* [Exercise objective]:
Everything from the line with "Given the above screenshot, where exactly is the building" down to the last line of the material below must be written out exactly. Leave out all other lines.

* [Input for this task]:
::::

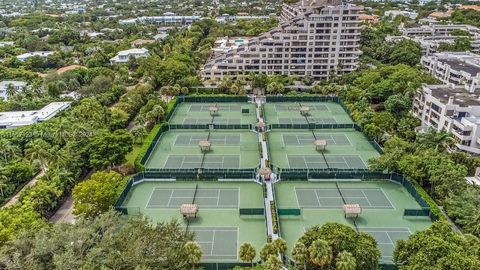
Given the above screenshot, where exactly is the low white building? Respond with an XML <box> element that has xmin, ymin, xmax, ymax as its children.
<box><xmin>0</xmin><ymin>41</ymin><xmax>14</xmax><ymax>47</ymax></box>
<box><xmin>384</xmin><ymin>10</ymin><xmax>418</xmax><ymax>20</ymax></box>
<box><xmin>110</xmin><ymin>48</ymin><xmax>149</xmax><ymax>64</ymax></box>
<box><xmin>17</xmin><ymin>51</ymin><xmax>54</xmax><ymax>61</ymax></box>
<box><xmin>0</xmin><ymin>102</ymin><xmax>72</xmax><ymax>129</ymax></box>
<box><xmin>0</xmin><ymin>81</ymin><xmax>27</xmax><ymax>100</ymax></box>
<box><xmin>413</xmin><ymin>84</ymin><xmax>480</xmax><ymax>154</ymax></box>
<box><xmin>421</xmin><ymin>52</ymin><xmax>480</xmax><ymax>92</ymax></box>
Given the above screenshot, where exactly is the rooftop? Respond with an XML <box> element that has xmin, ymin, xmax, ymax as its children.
<box><xmin>0</xmin><ymin>102</ymin><xmax>71</xmax><ymax>128</ymax></box>
<box><xmin>426</xmin><ymin>85</ymin><xmax>480</xmax><ymax>107</ymax></box>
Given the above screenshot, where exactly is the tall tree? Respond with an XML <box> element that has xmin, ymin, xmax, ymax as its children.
<box><xmin>309</xmin><ymin>239</ymin><xmax>332</xmax><ymax>268</ymax></box>
<box><xmin>184</xmin><ymin>241</ymin><xmax>202</xmax><ymax>270</ymax></box>
<box><xmin>238</xmin><ymin>242</ymin><xmax>256</xmax><ymax>266</ymax></box>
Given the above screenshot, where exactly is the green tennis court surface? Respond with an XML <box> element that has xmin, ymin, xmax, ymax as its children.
<box><xmin>144</xmin><ymin>130</ymin><xmax>259</xmax><ymax>170</ymax></box>
<box><xmin>147</xmin><ymin>187</ymin><xmax>239</xmax><ymax>208</ymax></box>
<box><xmin>287</xmin><ymin>155</ymin><xmax>367</xmax><ymax>169</ymax></box>
<box><xmin>122</xmin><ymin>181</ymin><xmax>265</xmax><ymax>262</ymax></box>
<box><xmin>264</xmin><ymin>102</ymin><xmax>353</xmax><ymax>125</ymax></box>
<box><xmin>359</xmin><ymin>227</ymin><xmax>411</xmax><ymax>263</ymax></box>
<box><xmin>268</xmin><ymin>129</ymin><xmax>379</xmax><ymax>170</ymax></box>
<box><xmin>276</xmin><ymin>181</ymin><xmax>432</xmax><ymax>264</ymax></box>
<box><xmin>191</xmin><ymin>227</ymin><xmax>238</xmax><ymax>260</ymax></box>
<box><xmin>283</xmin><ymin>133</ymin><xmax>350</xmax><ymax>146</ymax></box>
<box><xmin>295</xmin><ymin>187</ymin><xmax>393</xmax><ymax>209</ymax></box>
<box><xmin>169</xmin><ymin>102</ymin><xmax>256</xmax><ymax>125</ymax></box>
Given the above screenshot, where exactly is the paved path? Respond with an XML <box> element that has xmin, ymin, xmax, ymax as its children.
<box><xmin>1</xmin><ymin>169</ymin><xmax>45</xmax><ymax>209</ymax></box>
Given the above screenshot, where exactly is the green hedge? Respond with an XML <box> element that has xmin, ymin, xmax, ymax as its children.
<box><xmin>134</xmin><ymin>123</ymin><xmax>165</xmax><ymax>172</ymax></box>
<box><xmin>413</xmin><ymin>182</ymin><xmax>446</xmax><ymax>222</ymax></box>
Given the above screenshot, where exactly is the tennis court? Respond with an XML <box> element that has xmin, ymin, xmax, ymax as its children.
<box><xmin>359</xmin><ymin>227</ymin><xmax>411</xmax><ymax>263</ymax></box>
<box><xmin>275</xmin><ymin>181</ymin><xmax>433</xmax><ymax>264</ymax></box>
<box><xmin>169</xmin><ymin>102</ymin><xmax>256</xmax><ymax>125</ymax></box>
<box><xmin>175</xmin><ymin>134</ymin><xmax>241</xmax><ymax>146</ymax></box>
<box><xmin>121</xmin><ymin>181</ymin><xmax>266</xmax><ymax>262</ymax></box>
<box><xmin>146</xmin><ymin>186</ymin><xmax>239</xmax><ymax>208</ymax></box>
<box><xmin>264</xmin><ymin>102</ymin><xmax>353</xmax><ymax>125</ymax></box>
<box><xmin>287</xmin><ymin>155</ymin><xmax>367</xmax><ymax>169</ymax></box>
<box><xmin>295</xmin><ymin>187</ymin><xmax>393</xmax><ymax>209</ymax></box>
<box><xmin>277</xmin><ymin>117</ymin><xmax>337</xmax><ymax>125</ymax></box>
<box><xmin>268</xmin><ymin>130</ymin><xmax>379</xmax><ymax>170</ymax></box>
<box><xmin>144</xmin><ymin>130</ymin><xmax>259</xmax><ymax>170</ymax></box>
<box><xmin>191</xmin><ymin>227</ymin><xmax>239</xmax><ymax>260</ymax></box>
<box><xmin>283</xmin><ymin>133</ymin><xmax>350</xmax><ymax>146</ymax></box>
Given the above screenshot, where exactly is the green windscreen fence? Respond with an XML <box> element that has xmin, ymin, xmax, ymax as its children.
<box><xmin>404</xmin><ymin>208</ymin><xmax>431</xmax><ymax>217</ymax></box>
<box><xmin>278</xmin><ymin>208</ymin><xmax>302</xmax><ymax>216</ymax></box>
<box><xmin>183</xmin><ymin>96</ymin><xmax>249</xmax><ymax>102</ymax></box>
<box><xmin>239</xmin><ymin>208</ymin><xmax>265</xmax><ymax>215</ymax></box>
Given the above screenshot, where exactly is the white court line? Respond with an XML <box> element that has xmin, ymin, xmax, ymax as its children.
<box><xmin>379</xmin><ymin>187</ymin><xmax>396</xmax><ymax>210</ymax></box>
<box><xmin>385</xmin><ymin>233</ymin><xmax>395</xmax><ymax>245</ymax></box>
<box><xmin>216</xmin><ymin>189</ymin><xmax>220</xmax><ymax>206</ymax></box>
<box><xmin>145</xmin><ymin>188</ymin><xmax>158</xmax><ymax>209</ymax></box>
<box><xmin>314</xmin><ymin>189</ymin><xmax>323</xmax><ymax>207</ymax></box>
<box><xmin>361</xmin><ymin>190</ymin><xmax>373</xmax><ymax>207</ymax></box>
<box><xmin>210</xmin><ymin>230</ymin><xmax>216</xmax><ymax>256</ymax></box>
<box><xmin>166</xmin><ymin>189</ymin><xmax>175</xmax><ymax>206</ymax></box>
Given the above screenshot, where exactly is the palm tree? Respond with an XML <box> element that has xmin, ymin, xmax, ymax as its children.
<box><xmin>260</xmin><ymin>242</ymin><xmax>277</xmax><ymax>261</ymax></box>
<box><xmin>24</xmin><ymin>139</ymin><xmax>52</xmax><ymax>173</ymax></box>
<box><xmin>465</xmin><ymin>210</ymin><xmax>480</xmax><ymax>236</ymax></box>
<box><xmin>417</xmin><ymin>128</ymin><xmax>455</xmax><ymax>152</ymax></box>
<box><xmin>272</xmin><ymin>237</ymin><xmax>287</xmax><ymax>257</ymax></box>
<box><xmin>292</xmin><ymin>241</ymin><xmax>308</xmax><ymax>270</ymax></box>
<box><xmin>238</xmin><ymin>242</ymin><xmax>256</xmax><ymax>266</ymax></box>
<box><xmin>184</xmin><ymin>241</ymin><xmax>202</xmax><ymax>270</ymax></box>
<box><xmin>131</xmin><ymin>126</ymin><xmax>147</xmax><ymax>144</ymax></box>
<box><xmin>265</xmin><ymin>255</ymin><xmax>282</xmax><ymax>270</ymax></box>
<box><xmin>309</xmin><ymin>239</ymin><xmax>333</xmax><ymax>268</ymax></box>
<box><xmin>0</xmin><ymin>175</ymin><xmax>8</xmax><ymax>198</ymax></box>
<box><xmin>0</xmin><ymin>139</ymin><xmax>20</xmax><ymax>164</ymax></box>
<box><xmin>5</xmin><ymin>84</ymin><xmax>17</xmax><ymax>98</ymax></box>
<box><xmin>335</xmin><ymin>251</ymin><xmax>356</xmax><ymax>270</ymax></box>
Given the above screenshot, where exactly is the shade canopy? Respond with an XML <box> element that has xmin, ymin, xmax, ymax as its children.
<box><xmin>300</xmin><ymin>106</ymin><xmax>310</xmax><ymax>115</ymax></box>
<box><xmin>199</xmin><ymin>140</ymin><xmax>212</xmax><ymax>151</ymax></box>
<box><xmin>343</xmin><ymin>204</ymin><xmax>362</xmax><ymax>218</ymax></box>
<box><xmin>314</xmin><ymin>139</ymin><xmax>327</xmax><ymax>151</ymax></box>
<box><xmin>181</xmin><ymin>204</ymin><xmax>199</xmax><ymax>218</ymax></box>
<box><xmin>209</xmin><ymin>106</ymin><xmax>219</xmax><ymax>115</ymax></box>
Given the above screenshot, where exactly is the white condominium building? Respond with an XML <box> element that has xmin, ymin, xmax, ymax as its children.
<box><xmin>202</xmin><ymin>0</ymin><xmax>363</xmax><ymax>81</ymax></box>
<box><xmin>110</xmin><ymin>48</ymin><xmax>149</xmax><ymax>64</ymax></box>
<box><xmin>421</xmin><ymin>52</ymin><xmax>480</xmax><ymax>92</ymax></box>
<box><xmin>413</xmin><ymin>84</ymin><xmax>480</xmax><ymax>154</ymax></box>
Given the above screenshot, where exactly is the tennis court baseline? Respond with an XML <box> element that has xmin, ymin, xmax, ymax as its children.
<box><xmin>283</xmin><ymin>134</ymin><xmax>351</xmax><ymax>146</ymax></box>
<box><xmin>287</xmin><ymin>155</ymin><xmax>366</xmax><ymax>169</ymax></box>
<box><xmin>359</xmin><ymin>227</ymin><xmax>411</xmax><ymax>263</ymax></box>
<box><xmin>278</xmin><ymin>118</ymin><xmax>337</xmax><ymax>124</ymax></box>
<box><xmin>274</xmin><ymin>104</ymin><xmax>328</xmax><ymax>112</ymax></box>
<box><xmin>146</xmin><ymin>187</ymin><xmax>239</xmax><ymax>208</ymax></box>
<box><xmin>295</xmin><ymin>187</ymin><xmax>393</xmax><ymax>209</ymax></box>
<box><xmin>164</xmin><ymin>154</ymin><xmax>240</xmax><ymax>169</ymax></box>
<box><xmin>175</xmin><ymin>134</ymin><xmax>241</xmax><ymax>146</ymax></box>
<box><xmin>191</xmin><ymin>227</ymin><xmax>238</xmax><ymax>260</ymax></box>
<box><xmin>182</xmin><ymin>118</ymin><xmax>242</xmax><ymax>125</ymax></box>
<box><xmin>189</xmin><ymin>104</ymin><xmax>242</xmax><ymax>112</ymax></box>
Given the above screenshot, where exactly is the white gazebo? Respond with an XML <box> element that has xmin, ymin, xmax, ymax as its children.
<box><xmin>343</xmin><ymin>204</ymin><xmax>362</xmax><ymax>219</ymax></box>
<box><xmin>180</xmin><ymin>203</ymin><xmax>199</xmax><ymax>219</ymax></box>
<box><xmin>198</xmin><ymin>140</ymin><xmax>212</xmax><ymax>152</ymax></box>
<box><xmin>255</xmin><ymin>121</ymin><xmax>266</xmax><ymax>132</ymax></box>
<box><xmin>314</xmin><ymin>139</ymin><xmax>327</xmax><ymax>151</ymax></box>
<box><xmin>209</xmin><ymin>106</ymin><xmax>219</xmax><ymax>116</ymax></box>
<box><xmin>259</xmin><ymin>167</ymin><xmax>272</xmax><ymax>181</ymax></box>
<box><xmin>300</xmin><ymin>106</ymin><xmax>310</xmax><ymax>116</ymax></box>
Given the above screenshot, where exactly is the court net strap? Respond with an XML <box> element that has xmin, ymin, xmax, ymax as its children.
<box><xmin>335</xmin><ymin>182</ymin><xmax>347</xmax><ymax>205</ymax></box>
<box><xmin>192</xmin><ymin>183</ymin><xmax>199</xmax><ymax>204</ymax></box>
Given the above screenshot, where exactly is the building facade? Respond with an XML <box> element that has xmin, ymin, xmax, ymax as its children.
<box><xmin>202</xmin><ymin>0</ymin><xmax>363</xmax><ymax>81</ymax></box>
<box><xmin>421</xmin><ymin>52</ymin><xmax>480</xmax><ymax>92</ymax></box>
<box><xmin>110</xmin><ymin>48</ymin><xmax>149</xmax><ymax>64</ymax></box>
<box><xmin>0</xmin><ymin>80</ymin><xmax>27</xmax><ymax>100</ymax></box>
<box><xmin>413</xmin><ymin>84</ymin><xmax>480</xmax><ymax>154</ymax></box>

::::

* [Your solution]:
Given the above screenshot, where exactly is the building facade? Respond with an XML <box> element that has xmin, ymin, xmax, ymax as its children.
<box><xmin>202</xmin><ymin>0</ymin><xmax>363</xmax><ymax>81</ymax></box>
<box><xmin>421</xmin><ymin>52</ymin><xmax>480</xmax><ymax>92</ymax></box>
<box><xmin>110</xmin><ymin>48</ymin><xmax>149</xmax><ymax>64</ymax></box>
<box><xmin>0</xmin><ymin>80</ymin><xmax>27</xmax><ymax>100</ymax></box>
<box><xmin>413</xmin><ymin>84</ymin><xmax>480</xmax><ymax>154</ymax></box>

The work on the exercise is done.